Work out how many of the lines below contain the string "running". Reply with the number only.

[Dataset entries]

========

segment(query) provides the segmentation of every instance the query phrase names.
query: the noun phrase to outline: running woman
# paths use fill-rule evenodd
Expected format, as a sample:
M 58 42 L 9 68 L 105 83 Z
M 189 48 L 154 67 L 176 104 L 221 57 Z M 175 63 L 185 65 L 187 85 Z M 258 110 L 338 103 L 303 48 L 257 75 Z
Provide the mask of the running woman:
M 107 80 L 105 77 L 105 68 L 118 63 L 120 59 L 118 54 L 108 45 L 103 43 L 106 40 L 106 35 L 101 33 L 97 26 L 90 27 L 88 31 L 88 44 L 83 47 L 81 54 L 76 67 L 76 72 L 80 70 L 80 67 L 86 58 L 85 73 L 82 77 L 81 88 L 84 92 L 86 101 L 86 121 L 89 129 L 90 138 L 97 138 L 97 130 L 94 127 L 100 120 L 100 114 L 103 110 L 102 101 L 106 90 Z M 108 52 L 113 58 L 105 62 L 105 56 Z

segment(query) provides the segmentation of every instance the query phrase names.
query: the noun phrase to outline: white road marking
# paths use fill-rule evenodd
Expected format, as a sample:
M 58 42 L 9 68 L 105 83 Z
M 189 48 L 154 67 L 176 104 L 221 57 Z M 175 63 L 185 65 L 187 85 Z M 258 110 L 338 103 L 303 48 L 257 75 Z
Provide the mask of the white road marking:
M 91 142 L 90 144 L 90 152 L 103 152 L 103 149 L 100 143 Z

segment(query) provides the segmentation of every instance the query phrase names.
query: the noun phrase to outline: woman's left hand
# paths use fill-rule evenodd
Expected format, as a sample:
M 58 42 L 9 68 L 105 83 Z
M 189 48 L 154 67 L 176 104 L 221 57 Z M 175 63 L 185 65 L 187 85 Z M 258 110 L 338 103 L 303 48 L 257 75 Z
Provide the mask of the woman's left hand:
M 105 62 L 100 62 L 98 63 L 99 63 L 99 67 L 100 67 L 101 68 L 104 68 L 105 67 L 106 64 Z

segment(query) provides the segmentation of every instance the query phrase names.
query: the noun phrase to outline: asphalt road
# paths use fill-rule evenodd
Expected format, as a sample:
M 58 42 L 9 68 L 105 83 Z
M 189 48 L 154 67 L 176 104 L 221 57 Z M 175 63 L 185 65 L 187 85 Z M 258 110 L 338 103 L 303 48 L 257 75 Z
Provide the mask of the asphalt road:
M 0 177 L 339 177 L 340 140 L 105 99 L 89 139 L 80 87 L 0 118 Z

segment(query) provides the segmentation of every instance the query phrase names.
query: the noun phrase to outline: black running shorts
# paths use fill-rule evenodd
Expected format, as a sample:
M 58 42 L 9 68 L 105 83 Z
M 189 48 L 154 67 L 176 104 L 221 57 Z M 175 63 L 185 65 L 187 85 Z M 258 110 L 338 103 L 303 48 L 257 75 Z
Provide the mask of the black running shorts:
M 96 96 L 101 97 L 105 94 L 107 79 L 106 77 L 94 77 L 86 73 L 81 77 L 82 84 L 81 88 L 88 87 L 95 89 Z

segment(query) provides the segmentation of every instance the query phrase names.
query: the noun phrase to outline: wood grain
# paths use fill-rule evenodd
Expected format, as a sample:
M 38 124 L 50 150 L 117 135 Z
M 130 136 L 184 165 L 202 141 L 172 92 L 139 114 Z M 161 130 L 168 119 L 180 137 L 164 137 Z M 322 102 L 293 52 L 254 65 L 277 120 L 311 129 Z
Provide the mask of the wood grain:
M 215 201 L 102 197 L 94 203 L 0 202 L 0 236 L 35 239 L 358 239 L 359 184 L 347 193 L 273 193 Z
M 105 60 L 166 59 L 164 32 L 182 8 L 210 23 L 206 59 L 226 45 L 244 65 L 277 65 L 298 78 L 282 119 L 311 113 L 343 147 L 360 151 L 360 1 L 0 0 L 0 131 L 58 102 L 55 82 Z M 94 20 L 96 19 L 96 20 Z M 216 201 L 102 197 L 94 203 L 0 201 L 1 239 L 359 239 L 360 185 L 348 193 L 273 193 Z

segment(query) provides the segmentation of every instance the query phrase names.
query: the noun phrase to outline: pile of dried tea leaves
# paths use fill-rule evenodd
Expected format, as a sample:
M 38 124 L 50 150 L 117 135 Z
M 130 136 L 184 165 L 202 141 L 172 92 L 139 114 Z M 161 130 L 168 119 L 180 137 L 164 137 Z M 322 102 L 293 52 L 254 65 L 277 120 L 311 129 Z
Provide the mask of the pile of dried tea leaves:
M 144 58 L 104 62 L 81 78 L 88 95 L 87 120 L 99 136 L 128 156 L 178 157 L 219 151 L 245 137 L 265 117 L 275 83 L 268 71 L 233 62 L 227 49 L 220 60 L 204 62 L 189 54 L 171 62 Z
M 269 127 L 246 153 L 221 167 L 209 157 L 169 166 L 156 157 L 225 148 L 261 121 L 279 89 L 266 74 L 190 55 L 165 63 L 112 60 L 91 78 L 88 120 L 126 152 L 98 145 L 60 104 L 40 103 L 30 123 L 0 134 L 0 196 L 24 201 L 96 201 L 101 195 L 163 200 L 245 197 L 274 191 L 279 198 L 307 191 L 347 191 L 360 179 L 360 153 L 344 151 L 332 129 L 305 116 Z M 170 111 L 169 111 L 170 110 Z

========

• RESPONSE BELOW
4